Text segment |
Night after night, under cover of darkness, the Germans had been labouring on that redoubt, thinking that they were unobserved. They had kept extremely quiet, too, slipping their spades into the earth softly and hammering a nail ever so lightly; and, of course, the redoubt was placed behind a screen of foliage which hid it from the view of the British trenches. Such is the hide-and-seek character of modern war. What the German builders did not know was that a British aeroplane had been watching them day by day and that the spot was nicely registered on a British gunner’s map. On this map it was a certain numbered point. Press a button, as it were, and you ring the bell with a shell at that point. The gunners waited till the house of cards was up before knocking it to pieces.

Surprise is the thing with the guns. A town may go for weeks without getting a single shell. Then it may get a score in ten minutes; or it may be shelled regularly every day for weeks. “They are shelling X again,” or, “They have been leaving Z alone for a long time,” is a part of the gossip up and down the line. Towns are proud of having escaped altogether and proud of the number and size of the shells received.

“Did you get any?” I asked the division staff officer, who had told me about the session the six-inch howitzers had enjoyed. A common question that, at the front, “Did you get any?” (meaning Germans). A practical question, too. It has nothing to do with the form of play or any bit of sensational fielding; only with the score, with results, with casualties.

“Yes, quite a number,” said the officer. “Our observer saw them lying about.”

Record list |
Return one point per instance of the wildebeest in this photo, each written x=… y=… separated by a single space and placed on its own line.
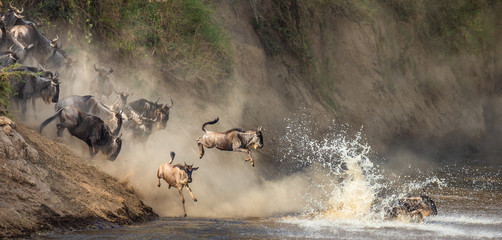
x=414 y=208
x=178 y=176
x=153 y=110
x=231 y=140
x=32 y=83
x=90 y=129
x=8 y=42
x=13 y=17
x=141 y=127
x=91 y=105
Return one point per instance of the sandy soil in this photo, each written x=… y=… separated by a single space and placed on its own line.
x=46 y=186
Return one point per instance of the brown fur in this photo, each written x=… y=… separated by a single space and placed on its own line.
x=416 y=207
x=231 y=140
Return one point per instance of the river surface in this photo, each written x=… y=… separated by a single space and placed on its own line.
x=347 y=198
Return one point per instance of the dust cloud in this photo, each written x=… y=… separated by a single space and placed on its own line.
x=225 y=185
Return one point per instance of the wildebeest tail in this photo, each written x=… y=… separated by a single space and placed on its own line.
x=172 y=157
x=49 y=120
x=210 y=122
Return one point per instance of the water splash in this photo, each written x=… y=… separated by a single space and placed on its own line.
x=340 y=165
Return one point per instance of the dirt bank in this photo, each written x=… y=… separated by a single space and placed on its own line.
x=46 y=186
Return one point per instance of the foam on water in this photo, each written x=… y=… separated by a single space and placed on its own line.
x=349 y=193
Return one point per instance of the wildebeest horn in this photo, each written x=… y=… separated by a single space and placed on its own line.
x=13 y=56
x=53 y=42
x=29 y=47
x=18 y=16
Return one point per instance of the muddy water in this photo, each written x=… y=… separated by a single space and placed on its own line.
x=347 y=198
x=469 y=205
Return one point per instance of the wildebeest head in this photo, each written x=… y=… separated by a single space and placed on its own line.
x=103 y=73
x=189 y=169
x=117 y=145
x=13 y=16
x=49 y=89
x=123 y=95
x=256 y=140
x=163 y=114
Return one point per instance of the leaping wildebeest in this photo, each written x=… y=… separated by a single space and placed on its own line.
x=231 y=140
x=90 y=129
x=178 y=176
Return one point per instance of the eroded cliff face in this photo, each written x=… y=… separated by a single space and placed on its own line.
x=368 y=75
x=46 y=186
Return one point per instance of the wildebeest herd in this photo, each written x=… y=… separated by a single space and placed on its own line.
x=36 y=64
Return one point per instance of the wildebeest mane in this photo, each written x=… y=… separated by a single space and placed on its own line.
x=235 y=129
x=86 y=98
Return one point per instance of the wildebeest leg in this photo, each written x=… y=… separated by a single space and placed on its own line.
x=61 y=128
x=191 y=194
x=201 y=147
x=34 y=109
x=182 y=201
x=92 y=148
x=245 y=150
x=23 y=108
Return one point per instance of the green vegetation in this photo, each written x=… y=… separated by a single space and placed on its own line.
x=180 y=34
x=6 y=90
x=451 y=26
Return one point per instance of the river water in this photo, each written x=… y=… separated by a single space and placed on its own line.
x=346 y=198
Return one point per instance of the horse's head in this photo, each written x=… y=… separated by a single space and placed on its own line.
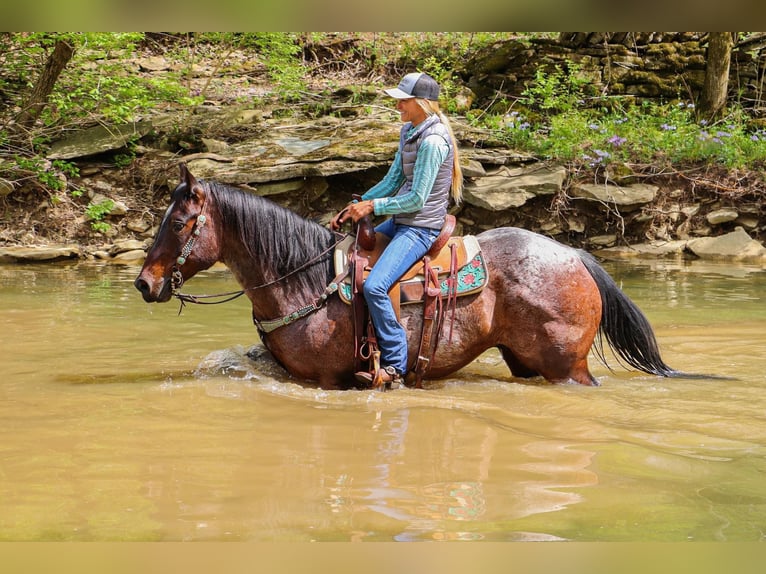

Exercises to complete |
(1) From the account of the German redoubt and the British guns, list each measure the Germans took to keep their work on the redoubt from being noticed.
(2) Resume the account of the shelled German redoubt from the point where it stops.

Answers in order |
(1)
- They worked night after night, under cover of darkness.
- They kept extremely quiet.
- They slipped their spades into the earth softly.
- They hammered nails ever so lightly.
- They placed the redoubt behind a screen of foliage that hid it from the British trenches.

(2)
The guns are watching for targets at all hours—the ever hungry, ever ready, murderous, cunning, quick, scientifically calculating, marvellously accurate, and also the guessing, wondering, blind, groping, helpless, guns, which toss their steel messengers over streams, woodlands, and towns, searching for their unseen prey in a wide landscape.

Accurate and murderous they seem when you drop low behind a trench wall or huddle in a dugout as you hear an approaching scream, and the earth trembles, the air is wracked by a concussion, and the cry of a man a few yards away tells of a hit. Very accurate when still others, sent from muzzles six or seven thousand yards away, fall in that same line of trench! Very accurate when, before an infantry attack, with bursts of shrapnel bullets they cut to bits the barbed-wire entanglements in front of a trench! The power of chaos that they seem to possess when the fighting-trench and the dugouts and all the human warrens which protect the defenders are beaten as flour is kneaded!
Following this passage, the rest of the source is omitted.